- _Work order_
Please return all of the data below unchanged, line for line, but leave the pictures out.

- _Working data_
= = = = =
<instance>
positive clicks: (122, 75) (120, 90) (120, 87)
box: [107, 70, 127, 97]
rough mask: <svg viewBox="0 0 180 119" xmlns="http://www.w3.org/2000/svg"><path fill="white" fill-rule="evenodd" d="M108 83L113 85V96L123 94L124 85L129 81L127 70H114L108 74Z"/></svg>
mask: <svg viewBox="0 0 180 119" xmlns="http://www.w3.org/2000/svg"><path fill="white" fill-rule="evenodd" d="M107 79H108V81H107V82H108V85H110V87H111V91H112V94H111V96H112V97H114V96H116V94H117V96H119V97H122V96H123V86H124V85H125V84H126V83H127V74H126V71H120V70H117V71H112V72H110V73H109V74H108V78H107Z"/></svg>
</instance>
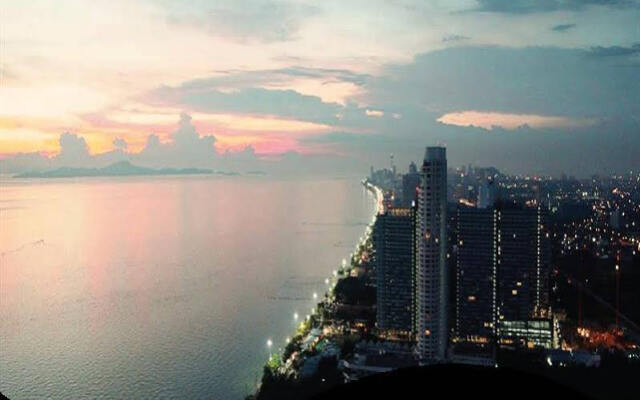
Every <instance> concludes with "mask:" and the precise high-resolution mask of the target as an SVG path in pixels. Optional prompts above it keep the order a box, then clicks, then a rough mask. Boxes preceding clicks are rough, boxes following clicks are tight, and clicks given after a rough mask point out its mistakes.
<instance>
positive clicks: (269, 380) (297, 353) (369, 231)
mask: <svg viewBox="0 0 640 400" xmlns="http://www.w3.org/2000/svg"><path fill="white" fill-rule="evenodd" d="M361 184H362V185H363V186H364V187H365V188H366V189H367V191H368V192H370V193H371V194H372V195H373V196H374V198H375V200H376V207H375V209H374V212H373V215H372V218H371V222H370V223H369V224H367V226H366V227H365V230H364V232H363V235H362V236H361V237H360V239H359V241H358V242H357V243H356V245H355V248H354V251H353V252H351V253H350V255H349V261H348V262H347V259H346V258H343V259H342V264H341V266H340V267H339V268H337V269H335V270H333V274H332V275H331V276H330V277H328V278H326V279H325V283H326V284H327V285H328V289H327V291H326V292H325V294H324V296H323V297H322V299H321V300H320V301H319V302H318V303H316V305H315V306H314V307H313V308H312V311H311V313H310V314H307V315H306V316H305V317H304V319H303V320H302V322H300V324H299V325H298V327H297V328H296V330H295V332H293V334H292V336H291V337H290V338H287V345H286V347H285V348H284V349H282V351H281V352H278V353H273V354H270V356H269V358H268V360H267V362H266V363H265V365H264V366H263V372H262V378H261V382H260V383H258V385H257V387H256V389H255V391H254V392H253V393H250V394H248V395H247V396H246V397H245V398H246V399H261V398H263V397H265V396H263V394H264V393H263V387H264V385H265V383H266V382H272V381H274V379H275V380H276V381H277V379H276V377H277V376H285V377H291V376H292V375H293V376H296V379H297V378H298V377H299V376H300V373H301V368H300V364H297V366H296V363H295V361H296V358H297V357H298V356H299V355H300V354H301V353H302V352H304V351H305V350H307V349H309V348H311V349H312V348H314V347H315V345H316V344H318V343H320V342H321V338H322V337H323V336H324V335H323V334H322V333H319V332H318V331H319V330H320V329H322V328H323V322H324V321H323V314H324V311H325V310H326V309H327V308H328V307H330V305H332V304H334V303H335V301H336V295H335V290H336V286H337V285H338V283H339V282H340V281H341V280H344V279H346V278H348V277H350V276H351V274H352V271H353V270H354V268H356V267H358V266H360V264H361V261H362V259H363V254H365V255H366V254H367V253H368V252H370V251H371V248H372V233H373V226H374V224H375V222H376V219H377V216H378V215H379V214H380V213H381V212H382V210H383V207H384V205H383V199H384V195H383V192H382V189H380V188H379V187H378V186H375V185H373V184H372V183H371V182H369V181H368V180H367V179H363V180H362V181H361ZM314 299H315V293H314ZM310 339H311V340H310ZM309 344H311V346H309ZM271 345H272V342H271V340H268V342H267V346H268V347H269V348H270V347H271ZM336 350H340V351H341V350H343V349H342V348H339V349H336ZM338 354H339V353H338ZM322 381H323V382H324V379H323V380H322ZM302 384H304V383H302ZM266 398H271V397H270V396H268V395H267V396H266Z"/></svg>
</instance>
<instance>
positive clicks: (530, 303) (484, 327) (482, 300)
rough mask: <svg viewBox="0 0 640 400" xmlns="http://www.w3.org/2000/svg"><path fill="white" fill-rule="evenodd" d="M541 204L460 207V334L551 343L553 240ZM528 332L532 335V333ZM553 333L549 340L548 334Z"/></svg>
= = = = =
- _Answer area_
<instance>
positive clicks: (122, 75) (120, 90) (120, 87)
box: [107, 70, 127, 97]
rough mask: <svg viewBox="0 0 180 119" xmlns="http://www.w3.org/2000/svg"><path fill="white" fill-rule="evenodd" d="M108 83L113 85V96L123 94L124 85L129 81L127 70H114L108 74Z"/></svg>
mask: <svg viewBox="0 0 180 119" xmlns="http://www.w3.org/2000/svg"><path fill="white" fill-rule="evenodd" d="M107 79H108V81H107V82H108V85H110V87H111V91H112V94H111V96H112V97H114V96H116V94H117V96H119V97H122V96H123V86H124V85H125V84H126V83H127V74H126V71H120V70H117V71H112V72H110V73H109V74H108V78H107Z"/></svg>
</instance>
Every <instance> concludes with "mask:" and the precise high-resolution mask of the target as an SVG path in pixels. Optional prompts above it keep the order a box, then clicks, then a rough mask. Boxes preceding clicks are rough, boxes following clicks are tight, and clicks given after a rough mask point out its mistakes.
<instance>
positive clicks: (269, 380) (297, 353) (369, 231)
mask: <svg viewBox="0 0 640 400" xmlns="http://www.w3.org/2000/svg"><path fill="white" fill-rule="evenodd" d="M361 184H362V185H363V186H364V187H365V188H366V189H367V191H368V192H370V193H371V194H372V195H373V196H374V198H375V200H376V207H375V209H374V212H373V215H372V218H371V222H370V223H369V224H367V226H366V227H365V230H364V232H363V235H362V236H361V237H360V239H359V241H358V242H357V243H356V245H355V248H354V251H353V252H351V253H350V255H349V261H348V262H347V259H346V258H343V259H342V264H341V266H340V267H339V268H337V269H335V270H333V274H332V275H331V276H330V277H328V278H326V279H325V283H326V284H327V285H328V289H327V291H326V292H325V294H324V296H323V297H322V299H321V300H320V301H319V302H318V303H316V305H315V306H314V307H313V308H312V311H311V313H310V314H307V315H306V316H305V317H304V319H303V320H302V322H300V324H299V325H298V327H297V328H296V330H295V332H293V334H292V336H291V337H290V338H287V345H286V347H285V348H284V349H282V351H281V352H278V353H273V354H270V356H269V358H268V360H267V362H266V363H265V365H264V366H263V372H262V378H261V382H260V383H258V385H257V387H256V389H255V391H254V392H253V393H250V394H248V395H247V396H246V397H245V398H246V399H261V398H263V397H265V396H263V394H264V393H263V387H264V385H265V383H266V382H272V381H274V379H275V380H276V381H277V379H276V377H277V376H285V377H291V376H292V375H293V376H296V379H297V378H298V377H299V376H300V373H301V368H300V364H297V366H296V363H295V361H296V358H297V357H298V356H299V355H300V354H301V353H302V352H304V351H305V350H307V349H309V348H311V349H312V348H314V347H315V345H316V344H318V343H320V342H321V338H322V337H323V336H324V335H323V334H322V333H319V332H318V331H319V330H320V329H322V328H323V322H324V321H323V314H324V311H325V310H326V309H327V308H328V307H330V305H332V304H334V303H335V301H336V295H335V290H336V286H337V285H338V283H339V282H340V281H341V280H344V279H346V278H348V277H350V276H351V274H352V271H353V270H354V268H356V267H358V266H360V264H361V261H362V259H363V254H365V255H366V254H367V253H368V252H370V251H371V248H372V233H373V226H374V224H375V222H376V219H377V216H378V215H379V214H380V213H381V212H382V210H383V207H384V205H383V199H384V195H383V192H382V189H380V188H379V187H378V186H375V185H373V184H372V183H371V182H369V181H368V180H367V179H363V180H362V181H361ZM314 299H315V293H314ZM310 339H311V340H310ZM309 344H311V346H309ZM271 345H272V342H271V340H268V342H267V346H268V347H269V348H270V347H271ZM336 350H340V351H341V350H343V349H342V348H339V349H336ZM338 354H339V353H338ZM322 381H323V382H324V379H323V380H322ZM302 384H304V383H302ZM266 398H271V397H270V396H268V395H267V396H266Z"/></svg>
</instance>
<instance>
positive clicks: (530, 303) (484, 327) (482, 300)
rough mask: <svg viewBox="0 0 640 400" xmlns="http://www.w3.org/2000/svg"><path fill="white" fill-rule="evenodd" d="M541 204L460 207V334L551 343L553 240ZM528 332L532 335V333ZM553 333L549 340L548 334Z"/></svg>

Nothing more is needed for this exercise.